**Prompt:** Copy out the listing in full, exactly as written, but not its pictures.

**Material provided:**
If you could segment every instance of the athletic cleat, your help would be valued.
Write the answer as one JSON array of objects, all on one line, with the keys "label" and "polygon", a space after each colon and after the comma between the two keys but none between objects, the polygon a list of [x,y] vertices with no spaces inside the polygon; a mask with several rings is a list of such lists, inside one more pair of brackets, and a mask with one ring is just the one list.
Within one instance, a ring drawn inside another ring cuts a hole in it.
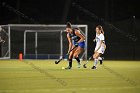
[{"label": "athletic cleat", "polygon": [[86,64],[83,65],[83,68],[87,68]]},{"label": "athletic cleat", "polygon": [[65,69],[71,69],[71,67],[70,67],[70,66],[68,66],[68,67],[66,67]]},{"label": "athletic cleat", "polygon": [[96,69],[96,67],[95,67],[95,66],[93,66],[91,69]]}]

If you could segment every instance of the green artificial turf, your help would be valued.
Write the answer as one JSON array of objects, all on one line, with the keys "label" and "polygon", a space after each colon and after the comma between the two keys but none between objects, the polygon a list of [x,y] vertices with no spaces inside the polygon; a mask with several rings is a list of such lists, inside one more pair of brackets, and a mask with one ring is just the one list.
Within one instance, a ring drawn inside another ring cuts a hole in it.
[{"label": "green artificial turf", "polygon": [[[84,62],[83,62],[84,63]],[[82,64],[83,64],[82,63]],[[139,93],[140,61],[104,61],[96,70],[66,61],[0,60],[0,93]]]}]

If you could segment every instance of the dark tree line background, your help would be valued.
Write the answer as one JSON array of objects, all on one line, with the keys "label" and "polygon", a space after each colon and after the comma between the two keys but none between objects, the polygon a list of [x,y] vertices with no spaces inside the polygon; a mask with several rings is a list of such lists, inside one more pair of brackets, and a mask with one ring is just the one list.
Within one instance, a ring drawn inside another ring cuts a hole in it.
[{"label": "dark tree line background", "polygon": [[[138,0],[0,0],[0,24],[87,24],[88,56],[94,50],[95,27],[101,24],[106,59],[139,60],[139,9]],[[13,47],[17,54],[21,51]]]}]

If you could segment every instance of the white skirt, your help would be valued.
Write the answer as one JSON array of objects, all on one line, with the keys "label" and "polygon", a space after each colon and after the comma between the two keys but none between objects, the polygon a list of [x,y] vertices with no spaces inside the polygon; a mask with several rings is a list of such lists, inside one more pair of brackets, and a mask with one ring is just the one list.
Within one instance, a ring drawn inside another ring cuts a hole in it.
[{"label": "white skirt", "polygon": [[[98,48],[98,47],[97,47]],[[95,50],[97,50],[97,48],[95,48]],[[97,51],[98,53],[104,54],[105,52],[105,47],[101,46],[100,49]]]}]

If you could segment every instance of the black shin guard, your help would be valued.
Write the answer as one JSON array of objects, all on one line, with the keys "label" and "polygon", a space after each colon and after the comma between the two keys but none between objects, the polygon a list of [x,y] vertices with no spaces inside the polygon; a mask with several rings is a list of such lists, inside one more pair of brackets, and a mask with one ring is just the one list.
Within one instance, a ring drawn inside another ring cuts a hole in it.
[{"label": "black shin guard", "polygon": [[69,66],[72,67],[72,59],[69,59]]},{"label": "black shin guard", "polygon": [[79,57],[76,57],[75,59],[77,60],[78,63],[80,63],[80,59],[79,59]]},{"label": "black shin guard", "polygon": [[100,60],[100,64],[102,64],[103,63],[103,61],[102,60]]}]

**Answer for the task:**
If you could segment every instance of the athletic cleat, your help would be valued.
Write the answer as one JSON array of objects, all on one line, with the keys "label" and "polygon", a space after each colon and after the comma between the two keys but none between objects, the polygon a list of [x,y] vertices with no spaces inside the polygon; a mask with several rings is a list of such lists, inside one more pair of brackets, and a mask with one ring is just the one list.
Within one instance, a ring drawn inside another ring cuts a hole in it.
[{"label": "athletic cleat", "polygon": [[86,64],[83,65],[83,68],[87,68]]},{"label": "athletic cleat", "polygon": [[65,69],[71,69],[71,67],[70,67],[70,66],[68,66],[68,67],[66,67]]},{"label": "athletic cleat", "polygon": [[96,69],[96,67],[95,67],[95,66],[93,66],[91,69]]}]

If you could segment every instance of the green artificial turf, your help would be valued.
Write the answer as one JSON array of objects, all on one line, with the keys "label" and "polygon", a space after each colon and after the comma between the two keys but none between objects, the polygon a list of [x,y] vertices with no spaces inside the polygon; a mask with several rings is a list of such lists, inside one more pair of brackets, and a mask with one ring is just the one list.
Within one instance, a ring drawn inside another ring cuts a hole in it.
[{"label": "green artificial turf", "polygon": [[[84,62],[83,62],[84,63]],[[82,64],[83,64],[82,63]],[[139,93],[140,61],[104,61],[96,70],[66,61],[0,60],[0,93]]]}]

If you could segment every instance of the dark tree line background, your help would be valued.
Write the answer as one JSON array of objects, all on one line, with the keys "label" and "polygon", a space after each colon and after the comma between the two keys but none between objects, the polygon a list of [x,y] vertices with no spaces inside the polygon; a mask with several rings is a list of such lists, inside one more pair of brackets, and a mask with one ring is just the one list.
Within one instance, a ring drawn inside another ring cuts a hole in it.
[{"label": "dark tree line background", "polygon": [[[138,0],[0,0],[0,24],[87,24],[88,56],[94,50],[95,27],[101,24],[106,59],[139,60],[139,9]],[[13,47],[17,54],[21,51]]]}]

If you could segment every instance of the white skirt, your help would be valued.
Write the answer as one JSON array of objects, all on one line, with the keys "label" and "polygon", a space after each colon and after the comma between the two keys but none between objects, the polygon a list of [x,y] vertices with no spaces inside the polygon; a mask with several rings is a list of such lists, inside one more pair of brackets, and a mask with one ring is just the one list.
Within one instance, a ring drawn inside another ring cuts a hole in it.
[{"label": "white skirt", "polygon": [[[98,48],[98,47],[97,47]],[[95,50],[97,50],[97,48],[95,48]],[[97,51],[98,53],[104,54],[105,52],[105,47],[101,46],[100,49]]]}]

If you could segment every instance of the black shin guard, your help would be valued.
Write the answer as one JSON array of objects, all on one line, with the keys "label" and "polygon", a space after each colon and after the comma between the two keys but none between objects, the polygon a list of [x,y] vertices with no spaces inside the polygon; a mask with several rings is a list of such lists, inside one more pair of brackets, and a mask with one ring is just the one list.
Within one instance, a ring drawn inside another ring cuts a hole in it.
[{"label": "black shin guard", "polygon": [[69,66],[72,67],[72,59],[69,59]]},{"label": "black shin guard", "polygon": [[79,57],[76,57],[75,59],[77,60],[78,63],[80,63],[80,59],[79,59]]},{"label": "black shin guard", "polygon": [[100,60],[100,64],[102,64],[103,63],[103,61],[102,60]]}]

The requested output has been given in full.